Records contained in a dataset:
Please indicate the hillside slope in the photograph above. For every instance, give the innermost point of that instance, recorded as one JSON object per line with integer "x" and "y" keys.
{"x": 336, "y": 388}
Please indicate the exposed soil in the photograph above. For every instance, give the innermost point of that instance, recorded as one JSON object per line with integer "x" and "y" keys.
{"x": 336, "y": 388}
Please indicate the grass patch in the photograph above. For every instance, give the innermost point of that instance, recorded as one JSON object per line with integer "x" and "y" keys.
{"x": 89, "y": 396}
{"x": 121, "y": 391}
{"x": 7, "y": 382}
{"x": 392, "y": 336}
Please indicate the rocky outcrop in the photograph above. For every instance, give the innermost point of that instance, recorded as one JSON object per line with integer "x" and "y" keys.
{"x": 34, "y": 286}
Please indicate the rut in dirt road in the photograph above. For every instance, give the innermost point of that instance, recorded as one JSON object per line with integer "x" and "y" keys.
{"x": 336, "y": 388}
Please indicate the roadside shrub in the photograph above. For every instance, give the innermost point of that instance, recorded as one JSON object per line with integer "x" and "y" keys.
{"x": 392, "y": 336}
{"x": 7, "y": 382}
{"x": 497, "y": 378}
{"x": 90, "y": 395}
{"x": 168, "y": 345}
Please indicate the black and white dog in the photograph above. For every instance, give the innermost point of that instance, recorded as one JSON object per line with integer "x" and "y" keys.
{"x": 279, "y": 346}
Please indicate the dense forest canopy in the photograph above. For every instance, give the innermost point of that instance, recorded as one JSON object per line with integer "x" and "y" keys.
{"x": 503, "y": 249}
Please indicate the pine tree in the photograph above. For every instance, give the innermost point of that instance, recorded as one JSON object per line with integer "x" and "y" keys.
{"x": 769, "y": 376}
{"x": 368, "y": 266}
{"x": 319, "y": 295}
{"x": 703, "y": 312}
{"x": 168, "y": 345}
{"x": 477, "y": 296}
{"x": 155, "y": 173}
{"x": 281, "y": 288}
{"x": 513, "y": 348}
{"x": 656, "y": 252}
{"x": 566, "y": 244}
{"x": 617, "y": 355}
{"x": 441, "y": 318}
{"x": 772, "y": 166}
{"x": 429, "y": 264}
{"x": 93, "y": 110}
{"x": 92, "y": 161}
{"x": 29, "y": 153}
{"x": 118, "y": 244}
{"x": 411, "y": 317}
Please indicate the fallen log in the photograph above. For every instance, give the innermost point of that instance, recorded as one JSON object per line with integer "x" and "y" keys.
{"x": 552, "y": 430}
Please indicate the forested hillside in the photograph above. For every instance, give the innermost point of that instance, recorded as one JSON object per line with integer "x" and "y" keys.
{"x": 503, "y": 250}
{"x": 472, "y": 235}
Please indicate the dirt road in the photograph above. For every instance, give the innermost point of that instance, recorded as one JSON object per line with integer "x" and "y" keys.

What you are asked to do: Every entry that appears above should be duplicated exactly.

Exercise solution:
Please indicate the hillside slope in the photograph above. For every instance, give the innermost point of that instance, recorded as one JSON object per line with integer "x" and "y" keys.
{"x": 336, "y": 388}
Please indicate the exposed soil in the photograph above. For every instance, give the innermost point of that instance, recorded as one JSON object per line with integer "x" and "y" keys.
{"x": 336, "y": 388}
Please indicate the grass patch in the photograph above. For every instance, give the innermost point of that instance, recorded as one JSON object per line with integer "x" and "y" keys.
{"x": 89, "y": 396}
{"x": 121, "y": 391}
{"x": 7, "y": 382}
{"x": 392, "y": 336}
Please indicate the rocky outcrop in the photograph above. For every instance, give the innermost point of that instance, recorded as one JSON object per line with integer "x" and "y" keys.
{"x": 34, "y": 286}
Please indicate the rut in dirt road in the photograph above. For every instance, give the innermost point of that instance, recorded as one JSON object per line with integer "x" and "y" keys.
{"x": 336, "y": 388}
Please indicate the roadside shrub in the photograph above. For every instance, give the innermost point of that instance, recorded as one JSON object per line with integer "x" and "y" keys.
{"x": 392, "y": 336}
{"x": 7, "y": 382}
{"x": 497, "y": 378}
{"x": 90, "y": 395}
{"x": 168, "y": 345}
Please indicate the black and white dog in the photograph above. For every instance, give the innermost point of that instance, recorded as one JSON object per line with integer "x" and "y" keys.
{"x": 279, "y": 346}
Please indicate the dense forest canopy in the photograph above. For every instance, give the innermost point of that instance, recorded as one JSON object per line with integer "x" and "y" keys.
{"x": 503, "y": 249}
Please indicate the pine tree in the photograph above. For every instance, give the innermost point of that instance, recorded as one JSON object per line with integer "x" and "y" keys.
{"x": 769, "y": 376}
{"x": 368, "y": 266}
{"x": 319, "y": 295}
{"x": 703, "y": 312}
{"x": 168, "y": 345}
{"x": 477, "y": 296}
{"x": 155, "y": 173}
{"x": 281, "y": 288}
{"x": 513, "y": 348}
{"x": 656, "y": 252}
{"x": 566, "y": 244}
{"x": 617, "y": 355}
{"x": 441, "y": 318}
{"x": 772, "y": 166}
{"x": 429, "y": 264}
{"x": 93, "y": 110}
{"x": 92, "y": 161}
{"x": 29, "y": 153}
{"x": 118, "y": 244}
{"x": 411, "y": 317}
Please indicate the fallen log in the photograph above. For every instance, give the innermost point of that instance, recorded as one JSON object per line with integer "x" and "y" keys.
{"x": 552, "y": 430}
Please indicate the forested hillside in the photograph above. For every instance, give the innermost point of that instance, recorded as one JSON object per line with integer "x" and "y" keys.
{"x": 503, "y": 250}
{"x": 472, "y": 235}
Please indicate the dirt road in the photograph above. For every instance, give the innermost point of that instance, recorded as one JSON object per line with integer "x" and "y" keys.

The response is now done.